Phrase grounding data
★ ★ ★ ★

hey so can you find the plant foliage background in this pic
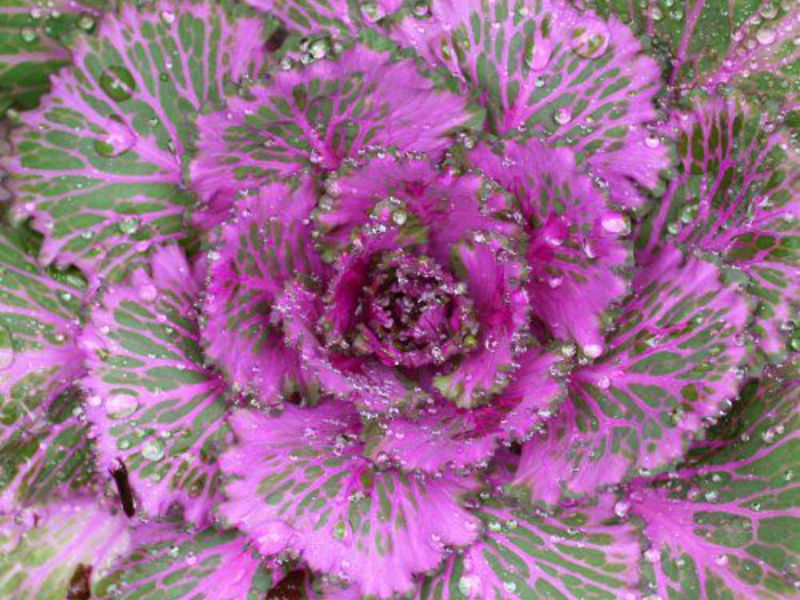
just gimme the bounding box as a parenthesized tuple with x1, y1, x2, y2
(0, 0, 798, 598)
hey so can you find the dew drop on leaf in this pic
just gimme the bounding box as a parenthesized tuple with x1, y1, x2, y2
(100, 66, 137, 103)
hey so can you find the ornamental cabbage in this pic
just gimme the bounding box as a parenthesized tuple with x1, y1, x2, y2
(0, 0, 798, 598)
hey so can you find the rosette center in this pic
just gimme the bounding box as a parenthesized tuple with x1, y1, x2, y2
(326, 250, 479, 368)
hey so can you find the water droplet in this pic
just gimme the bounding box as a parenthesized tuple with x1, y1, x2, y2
(554, 107, 573, 125)
(118, 217, 140, 235)
(309, 38, 330, 60)
(644, 548, 661, 563)
(571, 20, 610, 59)
(458, 574, 481, 595)
(361, 1, 385, 21)
(614, 500, 631, 518)
(94, 115, 136, 158)
(756, 29, 777, 45)
(645, 134, 661, 148)
(141, 438, 165, 461)
(78, 15, 95, 30)
(760, 4, 778, 20)
(391, 210, 407, 226)
(100, 66, 136, 103)
(583, 344, 603, 359)
(525, 38, 552, 70)
(20, 27, 38, 43)
(138, 284, 158, 302)
(601, 212, 630, 235)
(412, 0, 431, 19)
(105, 392, 139, 419)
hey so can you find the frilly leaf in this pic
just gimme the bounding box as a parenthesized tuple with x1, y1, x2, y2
(472, 139, 631, 353)
(4, 0, 266, 284)
(191, 46, 483, 205)
(390, 0, 668, 207)
(631, 375, 800, 599)
(220, 401, 481, 598)
(580, 0, 800, 106)
(0, 0, 104, 116)
(202, 177, 323, 405)
(373, 349, 564, 473)
(0, 227, 91, 510)
(418, 494, 640, 600)
(80, 245, 230, 523)
(0, 499, 130, 599)
(94, 521, 282, 599)
(639, 97, 800, 360)
(514, 248, 749, 503)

★ ★ ★ ★

# What is needed
What you give back must be exactly the lines from the opening line of the entries through the line holding "hey so can you find the ornamental", with no pictures.

# Answer to this exercise
hey so can you find the plant foliage background in this pic
just gimme the bounding box as a parenthesized tuple with x1, y1, x2, y2
(0, 0, 798, 598)
hey so can you find the dew drop on leaf in this pic
just gimme the bounding box as a parenthesized tuple with x1, y1, x2, y2
(100, 66, 137, 103)
hey so can you find the ornamental cabbage in this pic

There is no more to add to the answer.